***** The input *****
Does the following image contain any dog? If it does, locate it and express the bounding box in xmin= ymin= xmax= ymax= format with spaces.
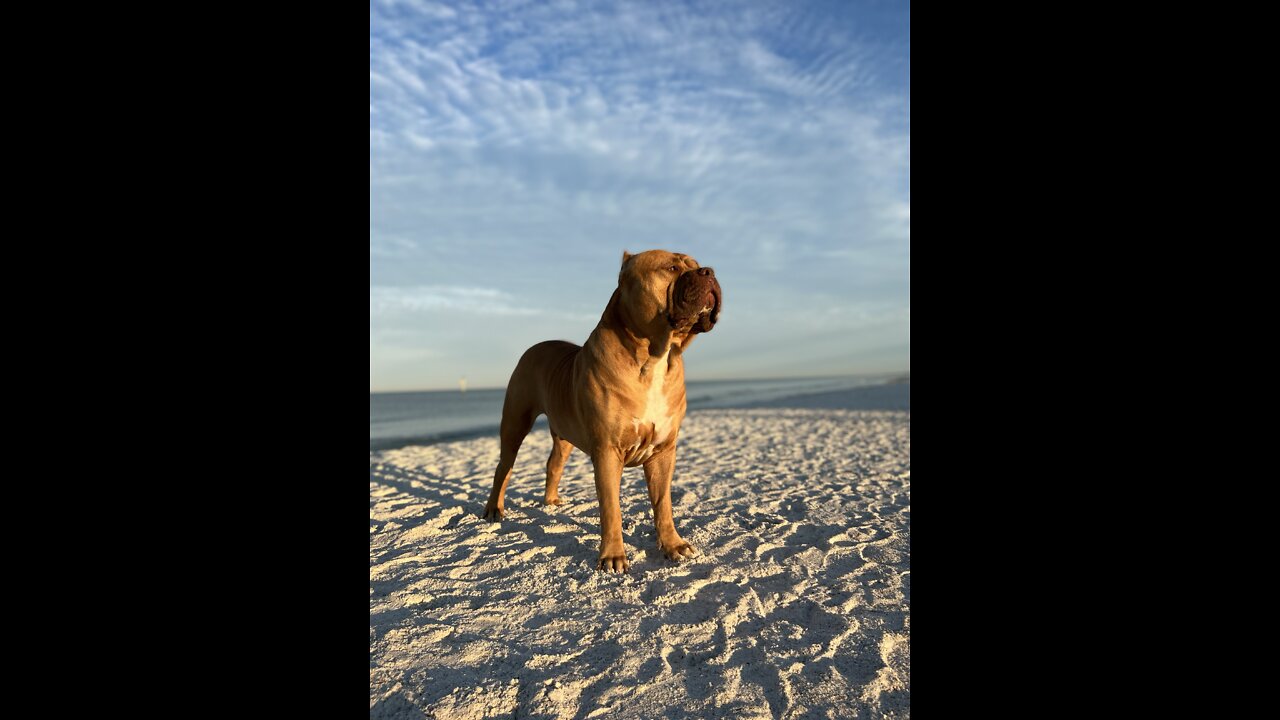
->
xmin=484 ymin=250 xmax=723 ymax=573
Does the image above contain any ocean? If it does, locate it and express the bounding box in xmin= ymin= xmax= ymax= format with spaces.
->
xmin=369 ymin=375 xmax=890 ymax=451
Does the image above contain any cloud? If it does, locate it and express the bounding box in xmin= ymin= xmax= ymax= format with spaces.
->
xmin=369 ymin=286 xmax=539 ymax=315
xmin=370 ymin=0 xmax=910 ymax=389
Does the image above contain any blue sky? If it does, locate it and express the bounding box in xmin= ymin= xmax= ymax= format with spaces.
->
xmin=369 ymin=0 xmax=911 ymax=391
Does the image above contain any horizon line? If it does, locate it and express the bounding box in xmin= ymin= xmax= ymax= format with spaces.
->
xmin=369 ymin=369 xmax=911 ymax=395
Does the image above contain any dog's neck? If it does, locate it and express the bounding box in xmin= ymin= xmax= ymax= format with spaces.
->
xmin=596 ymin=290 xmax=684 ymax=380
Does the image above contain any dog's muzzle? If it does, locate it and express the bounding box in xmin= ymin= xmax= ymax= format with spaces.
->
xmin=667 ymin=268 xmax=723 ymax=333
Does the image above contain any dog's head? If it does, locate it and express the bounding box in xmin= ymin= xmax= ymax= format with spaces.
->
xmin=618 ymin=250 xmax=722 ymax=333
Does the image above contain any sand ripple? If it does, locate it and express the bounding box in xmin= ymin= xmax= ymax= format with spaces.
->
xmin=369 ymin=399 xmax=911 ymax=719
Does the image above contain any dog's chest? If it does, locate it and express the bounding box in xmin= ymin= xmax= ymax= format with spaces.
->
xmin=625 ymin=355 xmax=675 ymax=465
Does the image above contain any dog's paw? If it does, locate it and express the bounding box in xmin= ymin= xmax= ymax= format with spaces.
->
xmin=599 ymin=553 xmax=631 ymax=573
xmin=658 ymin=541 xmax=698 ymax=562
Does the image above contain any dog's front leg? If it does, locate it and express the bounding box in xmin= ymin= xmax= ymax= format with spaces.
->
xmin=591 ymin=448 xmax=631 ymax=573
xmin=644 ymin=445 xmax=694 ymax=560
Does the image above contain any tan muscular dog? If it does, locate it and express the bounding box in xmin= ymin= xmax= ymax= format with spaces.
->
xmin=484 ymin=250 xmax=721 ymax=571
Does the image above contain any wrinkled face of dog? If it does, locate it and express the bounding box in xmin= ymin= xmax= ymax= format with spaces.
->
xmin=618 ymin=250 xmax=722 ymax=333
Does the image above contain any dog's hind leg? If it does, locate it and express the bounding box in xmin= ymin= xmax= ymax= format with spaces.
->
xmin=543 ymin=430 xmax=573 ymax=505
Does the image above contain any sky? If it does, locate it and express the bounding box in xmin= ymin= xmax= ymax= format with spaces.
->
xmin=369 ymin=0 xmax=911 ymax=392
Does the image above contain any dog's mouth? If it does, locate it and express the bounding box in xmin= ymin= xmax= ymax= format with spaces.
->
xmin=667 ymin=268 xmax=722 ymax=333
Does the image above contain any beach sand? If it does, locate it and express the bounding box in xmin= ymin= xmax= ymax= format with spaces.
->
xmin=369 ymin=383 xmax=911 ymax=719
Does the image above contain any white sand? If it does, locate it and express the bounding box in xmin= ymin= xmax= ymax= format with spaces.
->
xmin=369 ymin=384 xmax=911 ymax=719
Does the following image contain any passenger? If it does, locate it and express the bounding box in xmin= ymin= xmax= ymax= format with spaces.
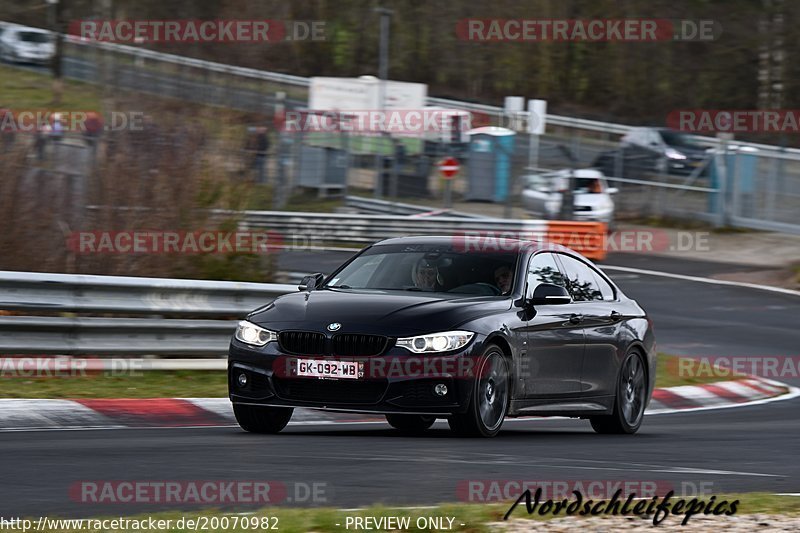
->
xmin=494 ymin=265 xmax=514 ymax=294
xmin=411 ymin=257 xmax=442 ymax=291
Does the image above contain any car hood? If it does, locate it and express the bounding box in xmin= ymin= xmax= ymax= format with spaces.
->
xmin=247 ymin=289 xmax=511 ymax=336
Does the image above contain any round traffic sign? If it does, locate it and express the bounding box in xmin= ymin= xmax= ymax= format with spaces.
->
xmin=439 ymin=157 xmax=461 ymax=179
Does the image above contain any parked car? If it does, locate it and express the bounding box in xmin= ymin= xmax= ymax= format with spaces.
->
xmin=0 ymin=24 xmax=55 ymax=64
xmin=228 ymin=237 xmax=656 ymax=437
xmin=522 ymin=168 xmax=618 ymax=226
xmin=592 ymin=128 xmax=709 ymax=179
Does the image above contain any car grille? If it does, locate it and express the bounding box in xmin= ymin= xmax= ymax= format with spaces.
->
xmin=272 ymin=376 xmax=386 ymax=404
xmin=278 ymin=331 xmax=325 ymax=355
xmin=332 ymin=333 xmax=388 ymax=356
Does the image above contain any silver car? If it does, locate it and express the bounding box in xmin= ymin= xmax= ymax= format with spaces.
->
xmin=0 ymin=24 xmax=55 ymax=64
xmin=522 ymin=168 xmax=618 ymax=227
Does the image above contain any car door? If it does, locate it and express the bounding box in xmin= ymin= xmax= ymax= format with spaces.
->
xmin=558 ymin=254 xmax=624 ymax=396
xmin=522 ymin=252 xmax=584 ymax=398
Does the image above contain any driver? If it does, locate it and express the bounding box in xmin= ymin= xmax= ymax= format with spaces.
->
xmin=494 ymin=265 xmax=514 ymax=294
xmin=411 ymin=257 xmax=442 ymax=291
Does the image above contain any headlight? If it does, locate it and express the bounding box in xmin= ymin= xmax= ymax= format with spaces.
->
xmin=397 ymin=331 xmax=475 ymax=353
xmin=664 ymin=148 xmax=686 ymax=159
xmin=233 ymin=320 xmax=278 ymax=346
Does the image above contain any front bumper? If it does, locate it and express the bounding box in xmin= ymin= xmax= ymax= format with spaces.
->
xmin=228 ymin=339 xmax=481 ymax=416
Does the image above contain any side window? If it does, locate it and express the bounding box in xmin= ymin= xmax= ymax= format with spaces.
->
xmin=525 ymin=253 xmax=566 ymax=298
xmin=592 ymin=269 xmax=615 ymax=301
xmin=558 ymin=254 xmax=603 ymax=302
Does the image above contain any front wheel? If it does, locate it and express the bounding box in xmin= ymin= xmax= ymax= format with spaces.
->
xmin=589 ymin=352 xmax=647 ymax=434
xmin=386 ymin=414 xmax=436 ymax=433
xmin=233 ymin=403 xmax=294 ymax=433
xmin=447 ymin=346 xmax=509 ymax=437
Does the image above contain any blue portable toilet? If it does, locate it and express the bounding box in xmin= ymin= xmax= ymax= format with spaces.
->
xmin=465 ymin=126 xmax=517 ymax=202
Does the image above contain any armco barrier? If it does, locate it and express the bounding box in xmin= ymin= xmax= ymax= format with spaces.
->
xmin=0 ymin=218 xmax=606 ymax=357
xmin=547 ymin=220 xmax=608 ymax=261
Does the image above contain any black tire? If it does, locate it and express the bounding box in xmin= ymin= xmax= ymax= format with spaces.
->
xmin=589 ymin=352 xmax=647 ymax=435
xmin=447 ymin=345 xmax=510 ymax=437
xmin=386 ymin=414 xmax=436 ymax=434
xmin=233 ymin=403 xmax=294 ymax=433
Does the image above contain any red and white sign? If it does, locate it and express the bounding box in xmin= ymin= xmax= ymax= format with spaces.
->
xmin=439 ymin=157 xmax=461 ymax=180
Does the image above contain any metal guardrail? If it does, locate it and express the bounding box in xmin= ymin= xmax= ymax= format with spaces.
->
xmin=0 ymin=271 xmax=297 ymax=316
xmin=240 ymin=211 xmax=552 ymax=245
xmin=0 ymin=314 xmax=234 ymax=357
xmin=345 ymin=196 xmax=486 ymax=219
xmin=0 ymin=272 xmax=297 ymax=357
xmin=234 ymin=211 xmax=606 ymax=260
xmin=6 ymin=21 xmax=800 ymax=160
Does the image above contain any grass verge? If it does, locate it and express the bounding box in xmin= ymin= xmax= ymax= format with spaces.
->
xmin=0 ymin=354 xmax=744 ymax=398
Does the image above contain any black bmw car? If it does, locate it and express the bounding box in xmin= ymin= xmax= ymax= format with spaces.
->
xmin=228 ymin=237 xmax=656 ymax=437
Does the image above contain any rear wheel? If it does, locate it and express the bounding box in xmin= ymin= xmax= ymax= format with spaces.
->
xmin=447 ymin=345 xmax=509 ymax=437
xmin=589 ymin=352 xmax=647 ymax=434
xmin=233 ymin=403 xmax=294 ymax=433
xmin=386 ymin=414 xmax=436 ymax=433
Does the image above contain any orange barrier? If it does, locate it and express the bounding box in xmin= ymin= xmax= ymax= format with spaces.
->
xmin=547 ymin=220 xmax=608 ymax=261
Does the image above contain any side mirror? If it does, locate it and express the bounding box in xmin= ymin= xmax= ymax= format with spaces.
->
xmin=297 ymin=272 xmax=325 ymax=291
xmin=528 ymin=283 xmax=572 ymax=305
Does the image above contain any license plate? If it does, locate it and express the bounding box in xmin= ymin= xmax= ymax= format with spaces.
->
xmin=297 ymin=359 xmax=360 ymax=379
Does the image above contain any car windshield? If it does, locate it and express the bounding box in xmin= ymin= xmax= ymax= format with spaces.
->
*****
***** The input *****
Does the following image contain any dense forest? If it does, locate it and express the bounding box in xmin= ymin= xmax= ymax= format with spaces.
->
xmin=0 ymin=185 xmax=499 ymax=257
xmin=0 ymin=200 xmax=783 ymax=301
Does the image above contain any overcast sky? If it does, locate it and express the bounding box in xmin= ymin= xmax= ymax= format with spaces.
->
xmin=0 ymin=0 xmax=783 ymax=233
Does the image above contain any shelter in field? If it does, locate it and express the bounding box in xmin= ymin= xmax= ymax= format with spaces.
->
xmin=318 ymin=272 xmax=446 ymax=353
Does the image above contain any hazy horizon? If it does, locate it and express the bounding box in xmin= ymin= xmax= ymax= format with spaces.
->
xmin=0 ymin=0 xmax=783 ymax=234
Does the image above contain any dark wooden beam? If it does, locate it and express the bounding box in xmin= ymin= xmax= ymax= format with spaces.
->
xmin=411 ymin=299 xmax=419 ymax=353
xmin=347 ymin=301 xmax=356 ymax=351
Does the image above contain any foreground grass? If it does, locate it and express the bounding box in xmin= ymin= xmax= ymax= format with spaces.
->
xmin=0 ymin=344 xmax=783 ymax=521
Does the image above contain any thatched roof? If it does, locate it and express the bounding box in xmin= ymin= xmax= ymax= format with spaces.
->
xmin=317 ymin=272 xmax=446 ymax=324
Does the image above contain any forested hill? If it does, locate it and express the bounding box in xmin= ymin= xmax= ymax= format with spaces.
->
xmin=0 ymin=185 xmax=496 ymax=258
*****
Task objective>
Reproduce, without any change, the lines between the one containing "Does the image above contain any red" and the one containing "xmin=6 ymin=21 xmax=800 ymax=160", inclusive.

Correct result>
Does the image above contain any red and white sign? If it does, locate it and express the bounding box in xmin= ymin= xmax= ymax= format with spaces.
->
xmin=439 ymin=157 xmax=461 ymax=180
Does the image above contain any metal guardrail? If it does, locate it and express the bounding box in xmin= ymin= xmax= ymax= format with spaces.
->
xmin=0 ymin=271 xmax=297 ymax=316
xmin=240 ymin=211 xmax=552 ymax=245
xmin=0 ymin=314 xmax=234 ymax=357
xmin=345 ymin=196 xmax=486 ymax=219
xmin=0 ymin=272 xmax=297 ymax=357
xmin=234 ymin=211 xmax=606 ymax=260
xmin=6 ymin=21 xmax=800 ymax=160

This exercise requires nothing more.